### DATASET RECORDS
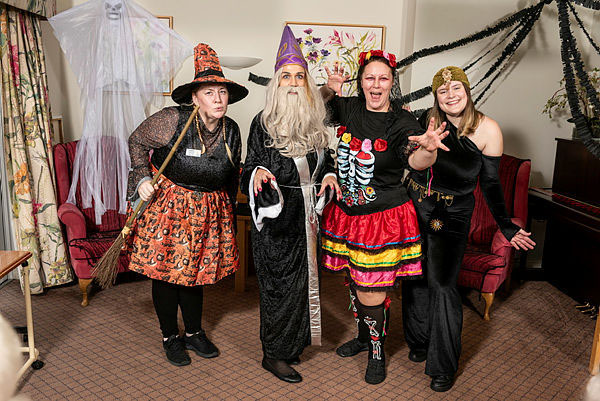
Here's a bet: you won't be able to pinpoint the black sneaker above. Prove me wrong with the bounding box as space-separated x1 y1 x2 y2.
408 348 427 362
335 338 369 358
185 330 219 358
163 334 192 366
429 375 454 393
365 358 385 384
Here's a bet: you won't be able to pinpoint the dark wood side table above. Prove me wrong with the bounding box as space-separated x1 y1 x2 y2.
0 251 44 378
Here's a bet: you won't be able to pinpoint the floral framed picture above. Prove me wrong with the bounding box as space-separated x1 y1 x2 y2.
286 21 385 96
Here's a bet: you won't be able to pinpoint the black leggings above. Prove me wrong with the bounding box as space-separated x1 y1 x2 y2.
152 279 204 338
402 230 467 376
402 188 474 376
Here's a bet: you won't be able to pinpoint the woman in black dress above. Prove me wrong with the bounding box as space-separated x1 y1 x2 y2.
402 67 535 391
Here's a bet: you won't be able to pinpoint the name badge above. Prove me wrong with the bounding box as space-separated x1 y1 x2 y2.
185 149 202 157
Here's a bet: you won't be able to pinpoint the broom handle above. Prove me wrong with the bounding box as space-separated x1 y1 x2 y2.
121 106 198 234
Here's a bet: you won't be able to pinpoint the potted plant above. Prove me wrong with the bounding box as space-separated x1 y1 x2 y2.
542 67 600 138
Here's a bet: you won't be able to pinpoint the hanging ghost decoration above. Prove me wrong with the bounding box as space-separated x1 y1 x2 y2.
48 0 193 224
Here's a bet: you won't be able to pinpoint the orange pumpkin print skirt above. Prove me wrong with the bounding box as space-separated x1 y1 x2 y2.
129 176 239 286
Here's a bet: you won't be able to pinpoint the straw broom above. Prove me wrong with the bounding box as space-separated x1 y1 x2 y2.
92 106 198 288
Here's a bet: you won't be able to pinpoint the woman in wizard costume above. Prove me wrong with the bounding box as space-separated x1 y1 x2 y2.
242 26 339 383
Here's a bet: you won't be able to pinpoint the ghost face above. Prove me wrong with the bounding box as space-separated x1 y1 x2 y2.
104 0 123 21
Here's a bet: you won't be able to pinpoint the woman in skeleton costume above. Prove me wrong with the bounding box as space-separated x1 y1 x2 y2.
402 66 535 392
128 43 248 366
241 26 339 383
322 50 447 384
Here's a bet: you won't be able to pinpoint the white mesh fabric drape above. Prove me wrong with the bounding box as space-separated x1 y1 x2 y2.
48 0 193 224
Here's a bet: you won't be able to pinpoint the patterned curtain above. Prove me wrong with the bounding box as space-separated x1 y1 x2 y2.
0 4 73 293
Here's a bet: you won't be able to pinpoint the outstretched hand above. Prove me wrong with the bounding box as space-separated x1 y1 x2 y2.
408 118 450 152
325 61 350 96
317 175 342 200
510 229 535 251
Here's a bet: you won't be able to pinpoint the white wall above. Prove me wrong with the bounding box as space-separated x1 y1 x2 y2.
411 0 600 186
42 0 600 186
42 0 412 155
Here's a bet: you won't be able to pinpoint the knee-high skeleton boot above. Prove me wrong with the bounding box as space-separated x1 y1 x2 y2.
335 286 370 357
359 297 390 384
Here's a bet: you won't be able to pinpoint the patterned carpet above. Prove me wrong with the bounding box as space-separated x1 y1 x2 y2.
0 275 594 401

==

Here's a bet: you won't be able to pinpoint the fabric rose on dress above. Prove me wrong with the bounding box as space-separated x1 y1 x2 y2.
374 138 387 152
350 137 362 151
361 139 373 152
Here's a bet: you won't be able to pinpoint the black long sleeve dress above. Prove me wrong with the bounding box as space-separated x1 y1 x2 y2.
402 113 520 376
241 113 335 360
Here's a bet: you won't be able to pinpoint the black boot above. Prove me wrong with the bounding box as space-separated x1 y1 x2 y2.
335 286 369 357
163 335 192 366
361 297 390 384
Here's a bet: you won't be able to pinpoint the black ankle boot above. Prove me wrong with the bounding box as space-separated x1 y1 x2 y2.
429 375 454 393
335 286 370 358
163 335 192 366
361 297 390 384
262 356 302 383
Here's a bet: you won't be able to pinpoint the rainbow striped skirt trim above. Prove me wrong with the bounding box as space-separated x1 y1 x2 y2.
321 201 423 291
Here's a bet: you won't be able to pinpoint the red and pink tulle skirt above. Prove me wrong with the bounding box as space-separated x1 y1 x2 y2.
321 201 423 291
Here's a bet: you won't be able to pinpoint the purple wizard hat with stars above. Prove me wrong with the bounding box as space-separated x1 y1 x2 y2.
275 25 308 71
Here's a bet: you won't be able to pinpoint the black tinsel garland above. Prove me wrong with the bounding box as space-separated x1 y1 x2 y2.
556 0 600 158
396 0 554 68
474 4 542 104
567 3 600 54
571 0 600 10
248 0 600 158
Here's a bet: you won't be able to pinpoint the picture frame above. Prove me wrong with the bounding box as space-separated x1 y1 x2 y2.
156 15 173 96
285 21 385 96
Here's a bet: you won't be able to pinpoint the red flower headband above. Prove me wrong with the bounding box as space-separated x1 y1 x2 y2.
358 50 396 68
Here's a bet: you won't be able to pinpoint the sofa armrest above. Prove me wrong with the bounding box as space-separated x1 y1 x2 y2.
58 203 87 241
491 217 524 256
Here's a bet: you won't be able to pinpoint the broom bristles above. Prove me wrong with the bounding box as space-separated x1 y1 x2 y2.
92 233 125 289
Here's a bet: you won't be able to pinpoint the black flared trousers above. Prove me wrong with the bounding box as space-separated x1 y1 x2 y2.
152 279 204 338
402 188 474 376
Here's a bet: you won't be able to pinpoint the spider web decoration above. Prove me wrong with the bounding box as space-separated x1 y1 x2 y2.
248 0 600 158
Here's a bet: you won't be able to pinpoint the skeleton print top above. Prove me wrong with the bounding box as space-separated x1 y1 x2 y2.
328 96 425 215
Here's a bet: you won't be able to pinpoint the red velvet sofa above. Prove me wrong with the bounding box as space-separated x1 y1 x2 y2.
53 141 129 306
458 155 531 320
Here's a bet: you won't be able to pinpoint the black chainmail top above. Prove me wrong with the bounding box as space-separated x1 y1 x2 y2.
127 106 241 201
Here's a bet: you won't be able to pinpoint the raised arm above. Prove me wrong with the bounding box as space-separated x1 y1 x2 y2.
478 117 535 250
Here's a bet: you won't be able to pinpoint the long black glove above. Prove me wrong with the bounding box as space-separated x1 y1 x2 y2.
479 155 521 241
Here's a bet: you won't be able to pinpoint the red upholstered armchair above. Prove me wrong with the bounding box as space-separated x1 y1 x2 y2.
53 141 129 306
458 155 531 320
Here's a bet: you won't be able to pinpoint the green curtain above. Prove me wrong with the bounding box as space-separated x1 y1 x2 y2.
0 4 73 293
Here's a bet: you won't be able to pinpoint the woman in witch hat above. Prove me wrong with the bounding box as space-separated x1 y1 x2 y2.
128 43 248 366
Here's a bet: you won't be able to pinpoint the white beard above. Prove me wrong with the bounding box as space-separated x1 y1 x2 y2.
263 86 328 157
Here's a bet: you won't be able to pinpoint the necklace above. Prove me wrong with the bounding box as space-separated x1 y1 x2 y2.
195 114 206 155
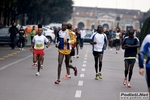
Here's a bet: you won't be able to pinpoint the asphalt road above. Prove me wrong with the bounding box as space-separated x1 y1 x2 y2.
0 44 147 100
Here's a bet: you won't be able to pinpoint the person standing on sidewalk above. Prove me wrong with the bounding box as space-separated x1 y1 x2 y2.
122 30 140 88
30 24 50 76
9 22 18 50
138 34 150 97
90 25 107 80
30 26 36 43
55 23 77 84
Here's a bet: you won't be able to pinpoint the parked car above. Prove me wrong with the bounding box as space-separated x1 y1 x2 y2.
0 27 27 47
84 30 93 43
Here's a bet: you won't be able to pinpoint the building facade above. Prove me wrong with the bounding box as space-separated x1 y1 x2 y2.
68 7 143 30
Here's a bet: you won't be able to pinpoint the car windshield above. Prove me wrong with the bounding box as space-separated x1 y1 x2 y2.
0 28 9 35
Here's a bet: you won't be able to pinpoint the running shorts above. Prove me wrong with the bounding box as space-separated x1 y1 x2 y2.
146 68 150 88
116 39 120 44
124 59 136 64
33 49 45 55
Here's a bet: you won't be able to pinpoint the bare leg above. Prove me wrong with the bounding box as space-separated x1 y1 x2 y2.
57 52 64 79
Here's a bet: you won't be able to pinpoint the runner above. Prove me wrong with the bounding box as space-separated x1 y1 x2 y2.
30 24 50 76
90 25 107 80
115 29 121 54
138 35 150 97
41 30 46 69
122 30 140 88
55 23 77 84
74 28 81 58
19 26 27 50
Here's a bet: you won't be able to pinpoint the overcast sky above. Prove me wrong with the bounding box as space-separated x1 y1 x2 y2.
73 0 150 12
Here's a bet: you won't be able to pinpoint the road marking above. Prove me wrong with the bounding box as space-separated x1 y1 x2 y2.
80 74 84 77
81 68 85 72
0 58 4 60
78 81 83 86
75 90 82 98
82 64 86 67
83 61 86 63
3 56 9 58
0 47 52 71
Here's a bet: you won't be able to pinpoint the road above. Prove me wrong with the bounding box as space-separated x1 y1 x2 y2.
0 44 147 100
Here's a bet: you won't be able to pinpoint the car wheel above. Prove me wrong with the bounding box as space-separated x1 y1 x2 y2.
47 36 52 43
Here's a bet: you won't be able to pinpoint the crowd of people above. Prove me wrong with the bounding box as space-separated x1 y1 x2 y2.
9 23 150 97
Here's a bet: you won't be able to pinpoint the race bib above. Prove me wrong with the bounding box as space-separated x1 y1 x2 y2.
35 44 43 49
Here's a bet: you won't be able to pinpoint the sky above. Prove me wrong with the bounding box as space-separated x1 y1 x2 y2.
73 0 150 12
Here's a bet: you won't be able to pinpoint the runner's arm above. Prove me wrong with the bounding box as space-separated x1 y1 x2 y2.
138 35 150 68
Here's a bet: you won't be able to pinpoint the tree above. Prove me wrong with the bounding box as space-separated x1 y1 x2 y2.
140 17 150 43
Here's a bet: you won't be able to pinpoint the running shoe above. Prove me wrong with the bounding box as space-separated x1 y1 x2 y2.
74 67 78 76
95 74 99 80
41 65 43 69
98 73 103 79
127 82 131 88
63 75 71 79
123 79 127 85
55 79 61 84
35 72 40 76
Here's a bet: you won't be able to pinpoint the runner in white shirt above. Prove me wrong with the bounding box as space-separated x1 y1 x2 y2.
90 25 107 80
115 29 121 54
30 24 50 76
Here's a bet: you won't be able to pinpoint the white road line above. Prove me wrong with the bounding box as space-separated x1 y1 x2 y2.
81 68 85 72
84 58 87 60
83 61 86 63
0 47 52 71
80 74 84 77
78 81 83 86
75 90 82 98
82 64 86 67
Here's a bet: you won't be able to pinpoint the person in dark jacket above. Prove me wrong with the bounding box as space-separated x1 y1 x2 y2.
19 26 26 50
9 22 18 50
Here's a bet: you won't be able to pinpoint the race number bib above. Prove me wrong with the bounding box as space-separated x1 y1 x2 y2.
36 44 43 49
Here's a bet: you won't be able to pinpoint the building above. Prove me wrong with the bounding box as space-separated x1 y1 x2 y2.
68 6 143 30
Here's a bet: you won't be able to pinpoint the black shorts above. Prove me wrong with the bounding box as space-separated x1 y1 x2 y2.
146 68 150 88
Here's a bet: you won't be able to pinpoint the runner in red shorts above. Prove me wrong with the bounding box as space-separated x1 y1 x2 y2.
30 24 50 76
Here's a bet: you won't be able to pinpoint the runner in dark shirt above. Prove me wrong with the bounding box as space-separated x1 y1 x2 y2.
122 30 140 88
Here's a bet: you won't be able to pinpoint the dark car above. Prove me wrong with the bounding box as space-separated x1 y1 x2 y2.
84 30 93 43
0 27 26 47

### INSTRUCTIONS TO FOLLOW
Can you reproduce, word for word, the listing from the line with "the white wall" to the line with "0 275 594 401", with both of those lines included?

### FINISHED TASK
Here's a bet: you won't be able to pinpoint the white wall above. Prove me wrong with the bounding box as space-separated x1 y1 x2 y2.
411 0 600 186
42 0 600 186
42 0 412 155
Here's a bet: you won't be able to pinpoint the knee-high skeleton boot above. Prove me wrong with the bounding box as space-separated x1 y1 x2 y2.
335 286 370 357
359 297 390 384
Here's a bet: you won't be able to pinpoint the patterned carpet above. Prove me wrong with the bounding box as space-separated x1 y1 x2 y2.
0 275 594 401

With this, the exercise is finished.